====== Entries supplied
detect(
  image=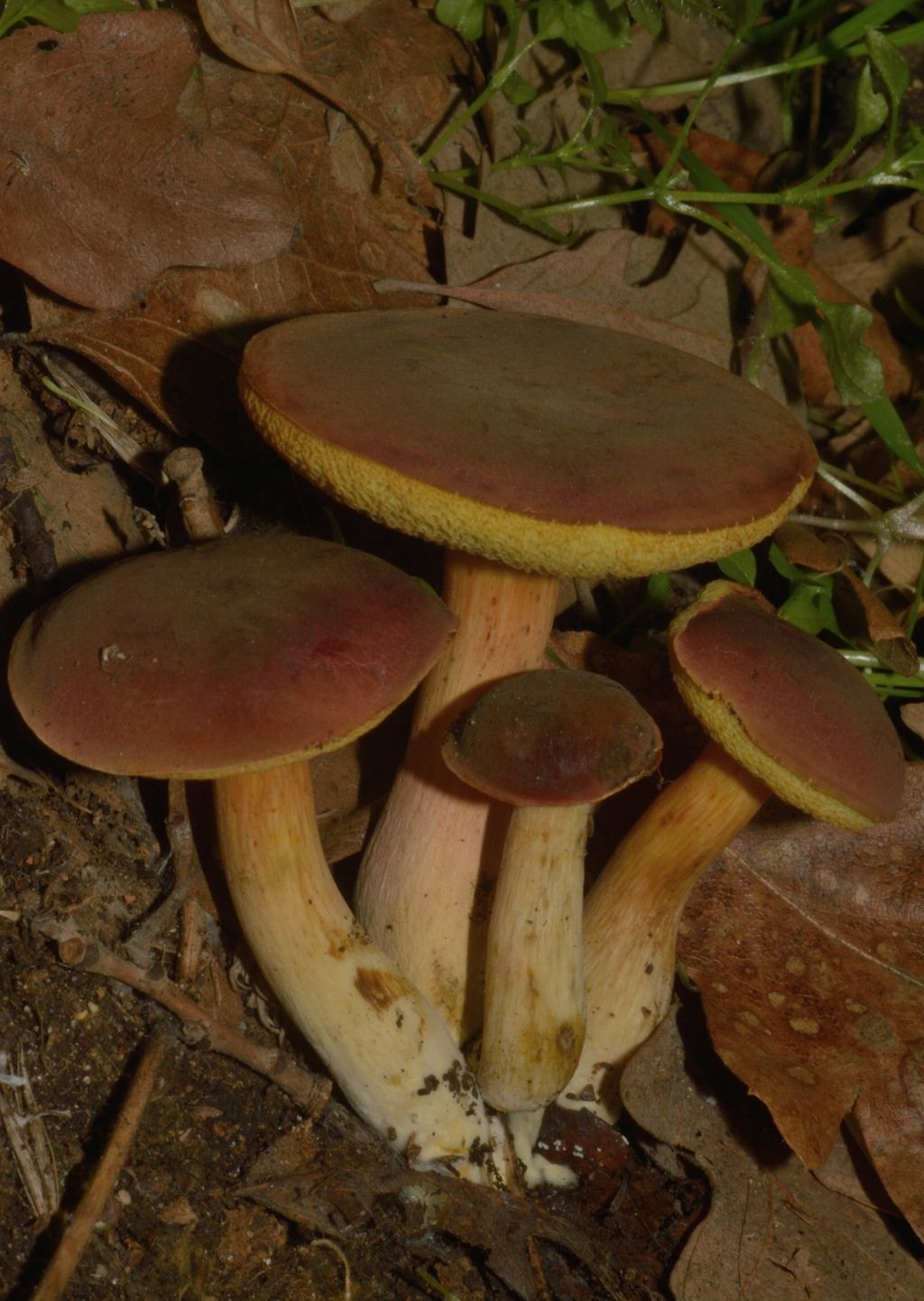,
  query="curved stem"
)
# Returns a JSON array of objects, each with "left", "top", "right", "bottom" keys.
[
  {"left": 215, "top": 762, "right": 505, "bottom": 1183},
  {"left": 356, "top": 551, "right": 559, "bottom": 1042},
  {"left": 559, "top": 742, "right": 769, "bottom": 1121},
  {"left": 475, "top": 804, "right": 589, "bottom": 1111}
]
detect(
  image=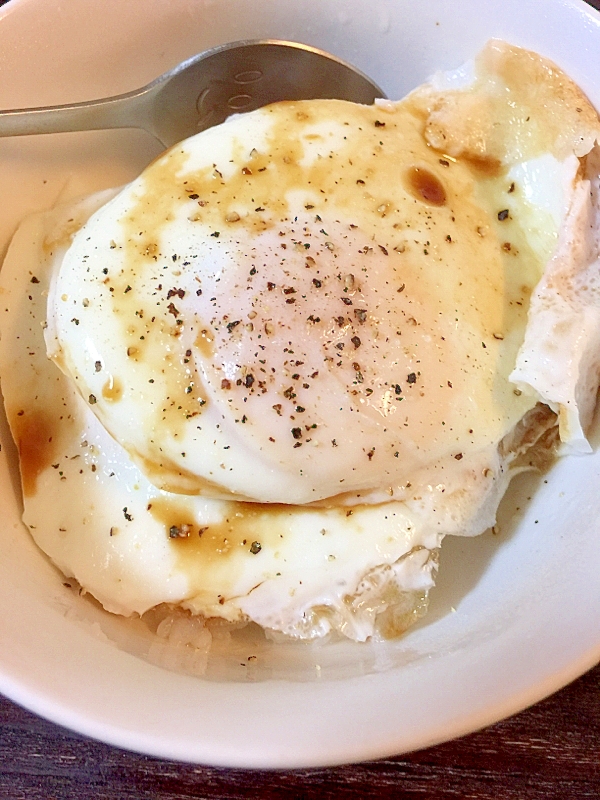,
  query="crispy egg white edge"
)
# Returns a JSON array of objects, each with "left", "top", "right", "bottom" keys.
[
  {"left": 0, "top": 193, "right": 528, "bottom": 640},
  {"left": 0, "top": 47, "right": 600, "bottom": 639}
]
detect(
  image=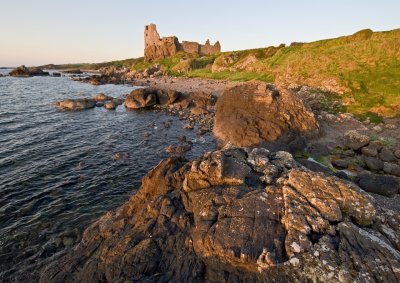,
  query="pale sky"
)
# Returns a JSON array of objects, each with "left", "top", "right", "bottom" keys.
[{"left": 0, "top": 0, "right": 400, "bottom": 66}]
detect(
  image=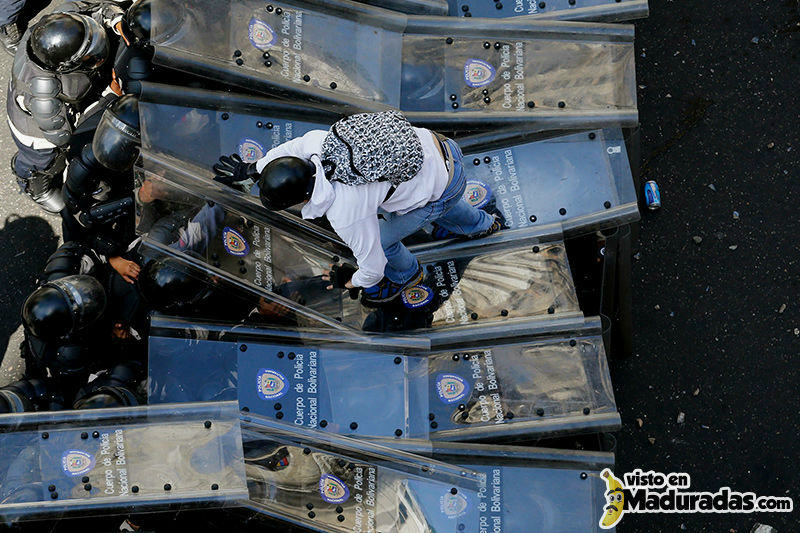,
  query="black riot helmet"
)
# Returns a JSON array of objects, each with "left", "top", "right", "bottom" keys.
[
  {"left": 258, "top": 157, "right": 316, "bottom": 211},
  {"left": 22, "top": 274, "right": 106, "bottom": 341},
  {"left": 137, "top": 258, "right": 210, "bottom": 313},
  {"left": 92, "top": 94, "right": 141, "bottom": 172},
  {"left": 29, "top": 13, "right": 109, "bottom": 72}
]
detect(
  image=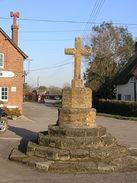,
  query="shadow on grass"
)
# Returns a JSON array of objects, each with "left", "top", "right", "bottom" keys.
[{"left": 8, "top": 125, "right": 38, "bottom": 153}]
============
* Work to complete:
Identify every line above that contains the string "query". Copy each of those lines.

* Written solution:
  query="curved stem"
  query="crispy egg white edge"
  query="pale sky"
  query="black riot helmet"
  query="shadow on grass"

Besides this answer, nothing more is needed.